SHORT EXERCISE
Rewrite the records below from the line containing "Mark each instance of the hydraulic" through the end of the records, requests included. Multiply every x and y coordinate in the answers by 1.1, rounding to whole numbers with halves going up.

GIVEN RECORDS

= = = =

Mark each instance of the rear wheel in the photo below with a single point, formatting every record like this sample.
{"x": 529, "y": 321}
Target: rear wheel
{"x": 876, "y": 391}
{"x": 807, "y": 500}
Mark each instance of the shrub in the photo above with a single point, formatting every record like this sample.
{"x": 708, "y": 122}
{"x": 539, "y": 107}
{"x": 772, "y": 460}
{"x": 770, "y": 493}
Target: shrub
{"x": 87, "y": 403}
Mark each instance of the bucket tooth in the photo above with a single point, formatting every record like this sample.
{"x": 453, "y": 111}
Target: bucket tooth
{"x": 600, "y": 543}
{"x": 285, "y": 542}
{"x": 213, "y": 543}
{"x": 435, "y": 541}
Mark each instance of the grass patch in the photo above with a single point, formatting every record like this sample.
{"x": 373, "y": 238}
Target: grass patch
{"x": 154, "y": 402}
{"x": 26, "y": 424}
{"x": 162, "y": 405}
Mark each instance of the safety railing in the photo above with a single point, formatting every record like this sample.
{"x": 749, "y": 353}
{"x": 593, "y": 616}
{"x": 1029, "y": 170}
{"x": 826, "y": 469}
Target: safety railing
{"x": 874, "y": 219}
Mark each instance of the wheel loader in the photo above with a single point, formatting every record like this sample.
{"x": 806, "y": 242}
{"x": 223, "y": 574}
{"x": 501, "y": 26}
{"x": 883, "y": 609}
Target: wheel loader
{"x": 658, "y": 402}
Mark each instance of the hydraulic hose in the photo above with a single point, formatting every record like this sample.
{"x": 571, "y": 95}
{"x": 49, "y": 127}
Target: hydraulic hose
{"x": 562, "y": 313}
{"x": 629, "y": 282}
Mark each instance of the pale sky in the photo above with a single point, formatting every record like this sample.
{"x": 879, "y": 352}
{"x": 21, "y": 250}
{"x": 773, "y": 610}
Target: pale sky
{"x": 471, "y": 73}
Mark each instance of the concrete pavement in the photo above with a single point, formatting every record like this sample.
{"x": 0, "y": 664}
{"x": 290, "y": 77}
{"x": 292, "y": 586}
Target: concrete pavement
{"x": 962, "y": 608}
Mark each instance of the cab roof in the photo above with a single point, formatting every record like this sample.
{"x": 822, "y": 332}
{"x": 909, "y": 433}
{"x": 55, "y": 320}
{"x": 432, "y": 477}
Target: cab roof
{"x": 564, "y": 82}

= = = =

FULL RESPONSE
Mark each instance of the hydraulic hose in the photo above with a single point, formatting every record like this sample.
{"x": 571, "y": 95}
{"x": 49, "y": 127}
Target: hydraulic hose
{"x": 618, "y": 344}
{"x": 692, "y": 310}
Mark each instance of the pale sky in the photo above with a single point, formatting every record like this sample.
{"x": 879, "y": 352}
{"x": 21, "y": 250}
{"x": 773, "y": 610}
Target: pale sky
{"x": 518, "y": 80}
Mark each instance of the concrete pavement in the photo above with a single point, formatting every record like this sample.
{"x": 0, "y": 664}
{"x": 290, "y": 77}
{"x": 292, "y": 586}
Target: concrete pavement
{"x": 1058, "y": 669}
Mark each instance of the cab roof in the photo above with a single point, formatting every record like this sample.
{"x": 822, "y": 332}
{"x": 909, "y": 433}
{"x": 55, "y": 320}
{"x": 432, "y": 477}
Target: cab roof
{"x": 620, "y": 90}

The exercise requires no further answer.